-- WHAT IS BEING ASKED --
Reproduce the material below word for word, omitting the pictures.

-- AVAILABLE DATA --
· · ·
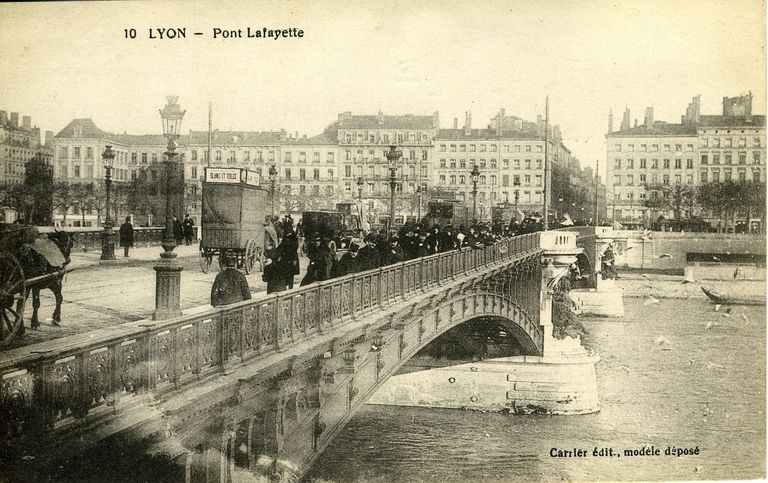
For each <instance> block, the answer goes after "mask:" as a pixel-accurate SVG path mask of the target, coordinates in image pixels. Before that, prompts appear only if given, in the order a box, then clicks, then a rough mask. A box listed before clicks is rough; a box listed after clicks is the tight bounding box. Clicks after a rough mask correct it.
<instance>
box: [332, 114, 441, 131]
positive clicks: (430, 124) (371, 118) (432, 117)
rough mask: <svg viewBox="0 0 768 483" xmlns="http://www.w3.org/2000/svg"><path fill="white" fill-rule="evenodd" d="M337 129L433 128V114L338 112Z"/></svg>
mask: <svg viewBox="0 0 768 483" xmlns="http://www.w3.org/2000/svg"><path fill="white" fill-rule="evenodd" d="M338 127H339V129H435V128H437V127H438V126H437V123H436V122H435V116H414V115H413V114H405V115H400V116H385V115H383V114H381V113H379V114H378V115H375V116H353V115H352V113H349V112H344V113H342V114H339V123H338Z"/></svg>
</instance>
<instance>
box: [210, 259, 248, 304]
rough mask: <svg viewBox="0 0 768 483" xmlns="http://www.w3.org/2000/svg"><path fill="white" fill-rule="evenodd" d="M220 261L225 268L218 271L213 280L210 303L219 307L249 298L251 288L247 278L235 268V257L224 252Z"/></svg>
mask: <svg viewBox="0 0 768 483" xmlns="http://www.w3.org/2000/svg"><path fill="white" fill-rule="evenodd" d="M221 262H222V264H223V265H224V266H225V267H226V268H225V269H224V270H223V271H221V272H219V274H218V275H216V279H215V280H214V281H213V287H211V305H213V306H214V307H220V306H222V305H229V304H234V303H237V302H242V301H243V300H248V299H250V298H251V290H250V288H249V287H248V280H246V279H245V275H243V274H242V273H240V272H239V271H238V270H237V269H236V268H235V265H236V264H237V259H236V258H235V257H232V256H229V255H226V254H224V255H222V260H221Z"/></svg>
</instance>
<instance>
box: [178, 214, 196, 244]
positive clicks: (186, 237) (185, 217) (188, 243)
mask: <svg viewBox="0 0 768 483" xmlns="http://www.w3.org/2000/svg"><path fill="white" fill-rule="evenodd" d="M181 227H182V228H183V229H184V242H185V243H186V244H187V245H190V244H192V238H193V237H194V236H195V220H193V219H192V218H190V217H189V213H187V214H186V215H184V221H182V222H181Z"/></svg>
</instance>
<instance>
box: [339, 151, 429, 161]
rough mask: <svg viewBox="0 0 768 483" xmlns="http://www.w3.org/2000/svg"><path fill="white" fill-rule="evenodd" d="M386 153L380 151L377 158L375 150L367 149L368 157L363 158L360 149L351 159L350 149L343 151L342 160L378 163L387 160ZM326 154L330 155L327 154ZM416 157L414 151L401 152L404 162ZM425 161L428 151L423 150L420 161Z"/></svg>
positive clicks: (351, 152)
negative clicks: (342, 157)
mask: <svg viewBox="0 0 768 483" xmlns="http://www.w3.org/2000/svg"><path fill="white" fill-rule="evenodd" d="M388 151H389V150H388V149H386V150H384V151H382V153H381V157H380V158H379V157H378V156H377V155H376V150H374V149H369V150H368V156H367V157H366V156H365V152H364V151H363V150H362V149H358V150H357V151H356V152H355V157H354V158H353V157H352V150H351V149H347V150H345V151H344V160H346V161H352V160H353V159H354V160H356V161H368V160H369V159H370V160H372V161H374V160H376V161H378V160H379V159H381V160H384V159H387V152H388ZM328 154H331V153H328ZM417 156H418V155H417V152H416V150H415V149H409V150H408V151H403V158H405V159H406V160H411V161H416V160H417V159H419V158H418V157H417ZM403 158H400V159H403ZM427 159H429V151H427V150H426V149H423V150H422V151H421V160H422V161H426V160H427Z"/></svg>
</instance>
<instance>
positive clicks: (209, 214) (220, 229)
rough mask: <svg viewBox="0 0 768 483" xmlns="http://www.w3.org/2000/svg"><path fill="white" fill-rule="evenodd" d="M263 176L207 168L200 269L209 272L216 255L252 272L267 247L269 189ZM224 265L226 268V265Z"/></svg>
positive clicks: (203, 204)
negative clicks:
· · ·
-- TASK RESPONSE --
For each <instance> block, the answer goes after "mask:" as a pixel-accurate SVG path mask of the target, coordinates in image pixels. Before that, prompts appear only if given, in the order a box, then clicks, then a rough mask. A box listed before clicks is rough; a box listed after clicks is the tight bounding box. Clicks after a rough mask correct it.
<instance>
box: [332, 114, 441, 131]
positive clicks: (430, 124) (371, 118) (432, 117)
rough mask: <svg viewBox="0 0 768 483" xmlns="http://www.w3.org/2000/svg"><path fill="white" fill-rule="evenodd" d="M337 129L433 128V114L338 112Z"/></svg>
mask: <svg viewBox="0 0 768 483" xmlns="http://www.w3.org/2000/svg"><path fill="white" fill-rule="evenodd" d="M338 127H339V129H435V128H437V127H438V126H437V123H436V122H435V116H414V115H413V114H405V115H400V116H385V115H383V114H381V113H379V114H378V115H375V116H353V115H352V113H349V112H344V113H342V114H339V123H338Z"/></svg>
</instance>
<instance>
box: [210, 259, 248, 304]
rough mask: <svg viewBox="0 0 768 483" xmlns="http://www.w3.org/2000/svg"><path fill="white" fill-rule="evenodd" d="M220 261L225 268L218 271L213 280L210 303L219 307L249 298L251 288L247 278L235 268V257L224 252Z"/></svg>
mask: <svg viewBox="0 0 768 483" xmlns="http://www.w3.org/2000/svg"><path fill="white" fill-rule="evenodd" d="M221 262H222V264H223V265H224V266H225V267H226V268H225V269H224V270H223V271H221V272H219V274H218V275H216V279H215V280H214V281H213V287H211V305H213V306H214V307H220V306H222V305H229V304H234V303H237V302H242V301H243V300H248V299H250V298H251V290H250V288H249V287H248V280H246V279H245V275H243V274H242V273H240V272H239V271H238V270H237V269H236V268H235V265H236V264H237V259H236V258H235V257H232V256H229V255H226V254H224V255H222V260H221Z"/></svg>
</instance>
<instance>
box: [178, 214, 196, 244]
positive clicks: (186, 237) (185, 217) (188, 243)
mask: <svg viewBox="0 0 768 483" xmlns="http://www.w3.org/2000/svg"><path fill="white" fill-rule="evenodd" d="M181 227H182V228H183V229H184V242H185V243H186V244H187V245H190V244H192V238H193V237H194V236H195V220H193V219H192V218H190V217H189V213H187V214H186V215H184V221H182V222H181Z"/></svg>
</instance>
<instance>
box: [339, 151, 429, 161]
rough mask: <svg viewBox="0 0 768 483" xmlns="http://www.w3.org/2000/svg"><path fill="white" fill-rule="evenodd" d="M386 153L380 151L377 158L375 150L367 149L368 157L363 158L360 149L351 159L350 149L343 151L342 160L378 163L387 160ZM326 154L330 155L327 154ZM416 157L414 151L401 152L404 162ZM425 161L428 151L423 150L420 161Z"/></svg>
positive clicks: (351, 152)
negative clicks: (342, 157)
mask: <svg viewBox="0 0 768 483" xmlns="http://www.w3.org/2000/svg"><path fill="white" fill-rule="evenodd" d="M388 151H389V150H388V149H386V150H384V151H382V153H381V157H380V158H379V157H378V156H377V155H376V150H374V149H369V150H368V156H367V157H366V156H365V152H364V151H363V150H362V149H358V150H357V151H356V152H355V157H354V158H353V157H352V150H351V149H347V150H345V151H344V160H346V161H352V160H353V159H354V160H356V161H368V160H369V159H370V160H372V161H374V160H376V161H378V160H379V159H381V160H384V159H387V152H388ZM328 154H331V153H328ZM417 156H418V155H417V152H416V150H415V149H409V150H408V151H403V158H405V159H406V160H411V161H416V160H417V159H419V158H418V157H417ZM403 158H400V159H403ZM427 159H429V151H427V150H426V149H423V150H422V151H421V160H422V161H426V160H427Z"/></svg>
</instance>
<instance>
positive clicks: (209, 214) (220, 229)
rough mask: <svg viewBox="0 0 768 483" xmlns="http://www.w3.org/2000/svg"><path fill="white" fill-rule="evenodd" d="M263 176L207 168L200 269L209 272L216 255L252 272L267 247L269 189ZM224 265L226 268V265Z"/></svg>
positive clicks: (203, 204)
negative clicks:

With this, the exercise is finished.